**Task to carry out**: Format the listing below as a Markdown table with two columns, Number and Entry, giving each non-blank line its own row in order.

▽

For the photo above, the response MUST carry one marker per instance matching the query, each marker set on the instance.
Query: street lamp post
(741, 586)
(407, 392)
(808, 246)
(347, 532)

△

**Answer to the problem**:
| Number | Entry |
|---|---|
| 1 | For the photo above, the response MUST carry one marker per instance matching the query, each marker set on the instance. |
| 2 | Query: street lamp post |
| 3 | (741, 586) |
| 4 | (407, 392) |
| 5 | (808, 246) |
| 6 | (347, 532) |